TASK DETAILS: Reproduce each line of the material precisely.

DATA TO USE:
((

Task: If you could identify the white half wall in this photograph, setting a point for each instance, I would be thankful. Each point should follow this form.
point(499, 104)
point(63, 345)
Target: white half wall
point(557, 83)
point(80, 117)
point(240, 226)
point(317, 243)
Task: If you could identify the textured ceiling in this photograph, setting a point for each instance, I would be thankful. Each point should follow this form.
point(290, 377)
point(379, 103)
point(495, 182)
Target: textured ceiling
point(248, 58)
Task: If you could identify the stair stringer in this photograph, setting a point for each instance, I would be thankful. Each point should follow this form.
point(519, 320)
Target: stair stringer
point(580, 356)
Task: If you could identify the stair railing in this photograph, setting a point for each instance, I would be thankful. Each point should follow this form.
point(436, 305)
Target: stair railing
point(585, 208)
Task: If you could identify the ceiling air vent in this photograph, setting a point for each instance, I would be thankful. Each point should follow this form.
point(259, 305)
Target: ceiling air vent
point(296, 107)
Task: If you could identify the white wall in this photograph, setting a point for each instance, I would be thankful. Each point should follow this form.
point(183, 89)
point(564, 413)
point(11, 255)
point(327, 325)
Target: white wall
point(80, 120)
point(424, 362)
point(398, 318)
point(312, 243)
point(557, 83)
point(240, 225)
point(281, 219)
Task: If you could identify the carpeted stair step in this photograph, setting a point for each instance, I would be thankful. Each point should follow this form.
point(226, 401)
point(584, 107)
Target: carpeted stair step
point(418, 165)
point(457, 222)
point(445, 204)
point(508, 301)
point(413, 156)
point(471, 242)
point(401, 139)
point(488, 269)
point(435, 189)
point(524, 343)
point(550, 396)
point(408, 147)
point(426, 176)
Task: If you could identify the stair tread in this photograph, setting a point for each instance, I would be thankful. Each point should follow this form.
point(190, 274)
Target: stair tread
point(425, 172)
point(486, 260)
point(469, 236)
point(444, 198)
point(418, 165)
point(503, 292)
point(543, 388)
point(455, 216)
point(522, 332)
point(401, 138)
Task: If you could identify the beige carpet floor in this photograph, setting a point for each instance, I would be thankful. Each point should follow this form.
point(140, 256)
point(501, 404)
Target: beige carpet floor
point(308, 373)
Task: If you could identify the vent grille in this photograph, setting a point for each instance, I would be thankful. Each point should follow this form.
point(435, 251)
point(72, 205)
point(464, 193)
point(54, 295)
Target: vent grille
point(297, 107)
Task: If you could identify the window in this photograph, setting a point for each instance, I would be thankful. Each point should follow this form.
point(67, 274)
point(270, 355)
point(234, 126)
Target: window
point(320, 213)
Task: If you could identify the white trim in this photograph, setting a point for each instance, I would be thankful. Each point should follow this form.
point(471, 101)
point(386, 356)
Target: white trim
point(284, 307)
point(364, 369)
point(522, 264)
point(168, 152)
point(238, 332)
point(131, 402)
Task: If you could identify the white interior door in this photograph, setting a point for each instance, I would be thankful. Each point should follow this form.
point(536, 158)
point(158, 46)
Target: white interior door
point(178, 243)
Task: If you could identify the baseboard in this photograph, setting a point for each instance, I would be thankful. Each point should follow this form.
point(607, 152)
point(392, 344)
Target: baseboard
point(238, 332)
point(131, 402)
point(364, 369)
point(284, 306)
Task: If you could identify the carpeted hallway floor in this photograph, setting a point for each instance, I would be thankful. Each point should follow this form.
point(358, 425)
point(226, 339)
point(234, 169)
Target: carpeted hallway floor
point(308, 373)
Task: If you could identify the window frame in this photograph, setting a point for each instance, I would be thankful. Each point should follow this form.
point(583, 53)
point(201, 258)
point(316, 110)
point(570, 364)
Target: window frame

))

SOLUTION FOR THIS EXERCISE:
Task: If you could identify the white half wall in this photograph, setting a point for each instance, I would be thankful. Each point should follow this form.
point(499, 104)
point(63, 345)
Target: white half wall
point(557, 83)
point(80, 117)
point(240, 226)
point(317, 243)
Task: If you could identify the textured ceiling in this photograph, setting a point for each instance, I would be thankful. Each point should follow this form.
point(290, 377)
point(379, 103)
point(495, 182)
Target: textured ceiling
point(248, 58)
Task: If you could identify the stair stringer in this photograph, setting a point for each instance, I would be thankful. Each point should follow this form.
point(519, 320)
Target: stair stringer
point(580, 356)
Task: If you could identify the stair railing in this photograph, setting a point for each instance, I would be thankful. Each point should follow this form.
point(436, 305)
Target: stair railing
point(585, 208)
Task: If you could identify the ceiling air vent in this photograph, setting a point for each instance, I would be thankful. Each point should follow this form.
point(259, 305)
Target: ceiling air vent
point(296, 107)
Task: If you could identify the white wall in this photograph, setting a point for each instance, I would be thankful. Each point should follow this form.
point(183, 89)
point(564, 413)
point(11, 255)
point(327, 325)
Target: white wall
point(80, 120)
point(424, 362)
point(398, 318)
point(312, 243)
point(557, 83)
point(240, 225)
point(281, 219)
Task: If you could identify the carpeted stair step in this photograph, setting a point for each instance, I would be thankful. Each point should follow this form.
point(226, 401)
point(584, 107)
Target: carpeted stair step
point(418, 165)
point(457, 222)
point(445, 204)
point(508, 301)
point(413, 156)
point(471, 242)
point(401, 139)
point(488, 269)
point(435, 189)
point(524, 343)
point(550, 396)
point(408, 147)
point(426, 176)
Task: If you could identify the stair tread in this photograph, setting a point for each instance, I would be thankful. Each point should follow this form.
point(190, 274)
Target: stair tread
point(425, 172)
point(486, 260)
point(469, 236)
point(444, 198)
point(418, 165)
point(503, 292)
point(543, 388)
point(455, 216)
point(522, 332)
point(401, 138)
Task: If you could identify the beige carpet floor in this photograph, setting a point for each instance, I would be thankful. Each point should follow this form.
point(140, 256)
point(501, 404)
Target: beige carpet floor
point(308, 373)
Task: If you could identify the vent grille in this photograph, setting a point for each instance, I would be thankful. Each point should follow this form.
point(435, 251)
point(72, 205)
point(464, 193)
point(54, 295)
Target: vent grille
point(297, 107)
Task: If you could identify the window in this photograph, setting a point for each instance, I would be thankful. Each point should follow this form.
point(67, 274)
point(270, 355)
point(234, 126)
Target: window
point(320, 213)
Task: If you could identify the white trim in this photograph, setting a point for each instance, I would be thankful. Each point should follow this form.
point(471, 101)
point(386, 356)
Target: white trim
point(284, 307)
point(364, 369)
point(522, 264)
point(168, 152)
point(238, 332)
point(131, 402)
Task: If you could identify the white interior door in this photograph, setting a point for each instance, I would be thankful. Each point should follow this form.
point(536, 158)
point(158, 46)
Target: white interior door
point(178, 243)
Task: If you could identify the baseboard in this photograph, setting a point for each instance, I would be thankful. Each point should follow this form.
point(607, 152)
point(392, 344)
Target: baseboard
point(238, 332)
point(131, 402)
point(364, 369)
point(284, 306)
Task: If you could identify the carpeted hallway floor in this photograph, setting a point for each instance, I would be thankful. Each point should follow this form.
point(358, 425)
point(226, 339)
point(234, 169)
Target: carpeted hallway floor
point(308, 373)
Task: If you could identify the window frame in this photograph, setting a point for each instance, I would be thankful. Each point should follow this form.
point(583, 53)
point(201, 258)
point(316, 110)
point(570, 364)
Target: window frame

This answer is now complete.